AIM>
Quote every line below exactly and skip any picture.

DATASET RECORDS>
⁂

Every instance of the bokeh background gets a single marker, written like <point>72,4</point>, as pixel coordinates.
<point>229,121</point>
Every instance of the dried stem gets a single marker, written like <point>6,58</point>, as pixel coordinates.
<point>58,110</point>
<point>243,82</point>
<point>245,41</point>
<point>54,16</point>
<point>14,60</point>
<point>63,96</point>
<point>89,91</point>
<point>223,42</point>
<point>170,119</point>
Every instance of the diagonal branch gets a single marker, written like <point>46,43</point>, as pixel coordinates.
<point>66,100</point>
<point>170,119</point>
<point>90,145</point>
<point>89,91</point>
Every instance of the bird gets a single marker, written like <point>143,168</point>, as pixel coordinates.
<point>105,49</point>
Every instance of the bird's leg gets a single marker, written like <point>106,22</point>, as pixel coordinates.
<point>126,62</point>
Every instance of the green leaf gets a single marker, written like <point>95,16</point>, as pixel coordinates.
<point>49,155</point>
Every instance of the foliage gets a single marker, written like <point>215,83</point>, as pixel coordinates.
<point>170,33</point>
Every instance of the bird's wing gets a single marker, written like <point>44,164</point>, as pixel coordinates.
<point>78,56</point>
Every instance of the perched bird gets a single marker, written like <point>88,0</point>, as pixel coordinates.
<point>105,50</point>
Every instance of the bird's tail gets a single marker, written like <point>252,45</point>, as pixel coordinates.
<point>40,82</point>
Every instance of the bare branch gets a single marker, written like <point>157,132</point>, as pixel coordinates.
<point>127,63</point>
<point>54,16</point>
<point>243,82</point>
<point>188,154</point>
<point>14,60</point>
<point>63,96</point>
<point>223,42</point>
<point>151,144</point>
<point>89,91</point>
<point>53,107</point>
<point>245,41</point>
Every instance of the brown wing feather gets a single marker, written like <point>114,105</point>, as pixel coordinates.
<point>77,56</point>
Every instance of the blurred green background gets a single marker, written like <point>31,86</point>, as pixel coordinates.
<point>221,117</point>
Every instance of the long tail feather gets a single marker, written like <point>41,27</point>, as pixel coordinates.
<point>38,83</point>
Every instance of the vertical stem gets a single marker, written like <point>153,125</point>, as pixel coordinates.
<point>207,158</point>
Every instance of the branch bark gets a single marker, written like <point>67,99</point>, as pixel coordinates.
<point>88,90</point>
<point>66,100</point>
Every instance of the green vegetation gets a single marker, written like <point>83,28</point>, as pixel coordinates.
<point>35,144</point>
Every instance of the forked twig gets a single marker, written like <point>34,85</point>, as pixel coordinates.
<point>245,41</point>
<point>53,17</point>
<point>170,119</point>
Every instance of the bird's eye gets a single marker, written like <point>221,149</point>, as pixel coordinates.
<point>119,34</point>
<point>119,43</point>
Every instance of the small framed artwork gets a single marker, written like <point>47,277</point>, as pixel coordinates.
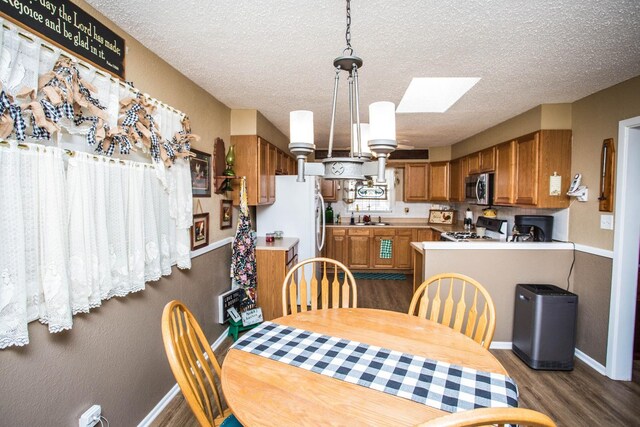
<point>201,174</point>
<point>226,214</point>
<point>441,217</point>
<point>200,231</point>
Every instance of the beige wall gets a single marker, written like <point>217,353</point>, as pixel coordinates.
<point>596,118</point>
<point>499,271</point>
<point>114,356</point>
<point>546,116</point>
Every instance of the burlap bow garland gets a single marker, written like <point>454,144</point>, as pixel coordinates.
<point>67,95</point>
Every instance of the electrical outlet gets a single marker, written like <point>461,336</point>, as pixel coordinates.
<point>91,417</point>
<point>606,222</point>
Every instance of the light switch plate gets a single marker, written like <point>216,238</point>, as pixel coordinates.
<point>606,222</point>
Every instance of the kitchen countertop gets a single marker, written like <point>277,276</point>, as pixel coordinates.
<point>528,246</point>
<point>283,244</point>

⁂

ANSWER FOR THIS EXERCISE>
Every instance of the bokeh background gets a single marker, written like <point>72,4</point>, as pixel coordinates.
<point>229,121</point>
Every instance of the dried stem gets a single marker, written like <point>6,58</point>, as pixel coordinates.
<point>58,110</point>
<point>243,82</point>
<point>245,41</point>
<point>54,16</point>
<point>14,60</point>
<point>63,96</point>
<point>89,91</point>
<point>223,42</point>
<point>170,119</point>
Every instance of the diagonal branch gets a single marker, written like <point>46,43</point>, as pixel coordinates.
<point>66,100</point>
<point>170,119</point>
<point>90,145</point>
<point>89,91</point>
Every instance of the bird gets a single marker, written like <point>143,168</point>, as pixel coordinates.
<point>105,49</point>
Every instance of the bird's leg gets a single marker, written like <point>106,22</point>, as pixel coordinates.
<point>126,62</point>
Every instance of the green leaf gets a single marker, written like <point>95,16</point>, as pixel coordinates.
<point>49,155</point>
Every instance of the foliage gets a single marker, written like <point>215,83</point>, as pixel coordinates.
<point>170,33</point>
Every instance of the bird's wing gets a single marker, written like <point>44,164</point>, as pixel coordinates.
<point>78,56</point>
Every instance of the perched bird gets a single marker, written like <point>88,0</point>, as pixel coordinates.
<point>105,50</point>
Every instance of the bird's tail gets a single marker, written like <point>252,45</point>, as pixel coordinates.
<point>40,82</point>
Every instance of the bare branch gets a single marker, written like <point>157,132</point>, as pixel coordinates.
<point>127,63</point>
<point>54,16</point>
<point>243,82</point>
<point>188,154</point>
<point>14,60</point>
<point>63,96</point>
<point>223,42</point>
<point>151,144</point>
<point>89,91</point>
<point>53,107</point>
<point>245,41</point>
Every instance of the brown wing feather gets a single marker, written like <point>114,105</point>, as pixel coordinates.
<point>77,56</point>
Every instance of the blurred green background gets a single marker, written like <point>31,86</point>, as pixel coordinates.
<point>221,117</point>
Every instance of the long tail feather gets a single marker, written like <point>41,27</point>, as pixel coordinates.
<point>38,83</point>
Every instance of the vertical stem gets a single marker, written like <point>153,125</point>, as pixel coordinates.
<point>207,158</point>
Every instance of the branch bark gets a single marker, written like <point>67,99</point>, as pixel coordinates.
<point>88,90</point>
<point>66,100</point>
Every instance of the green vegetation gets a single marker, written like <point>83,28</point>, as pixel coordinates.
<point>35,144</point>
Every instance of the forked twig gets a single marker, written like <point>34,85</point>, as pixel coordinates.
<point>245,41</point>
<point>53,17</point>
<point>170,119</point>
Every instance of the bird's eye gets a single marker, written like <point>221,149</point>, as pixel coordinates.
<point>119,34</point>
<point>119,43</point>
Every instance of the small framed artwork gets a single marker, written like <point>47,277</point>, as pixel coordinates.
<point>201,174</point>
<point>226,214</point>
<point>441,217</point>
<point>200,231</point>
Every instance of the beige wall gets a single marker, written like <point>217,353</point>, as pixel coordinates.
<point>596,118</point>
<point>499,271</point>
<point>114,356</point>
<point>546,116</point>
Every instance of the burlap bow garland gets a single marker, written like <point>454,144</point>, as pixel coordinates.
<point>67,95</point>
Every instance of the electrical outlet gets a single marker, written like <point>461,336</point>, as pixel coordinates.
<point>91,417</point>
<point>606,222</point>
Every instance of the light switch plate gets a single marker, written like <point>216,238</point>, as pixel coordinates.
<point>606,222</point>
Every instance of the kitchen countertop gets a single marker, written like <point>277,276</point>, as pixel coordinates.
<point>528,246</point>
<point>283,244</point>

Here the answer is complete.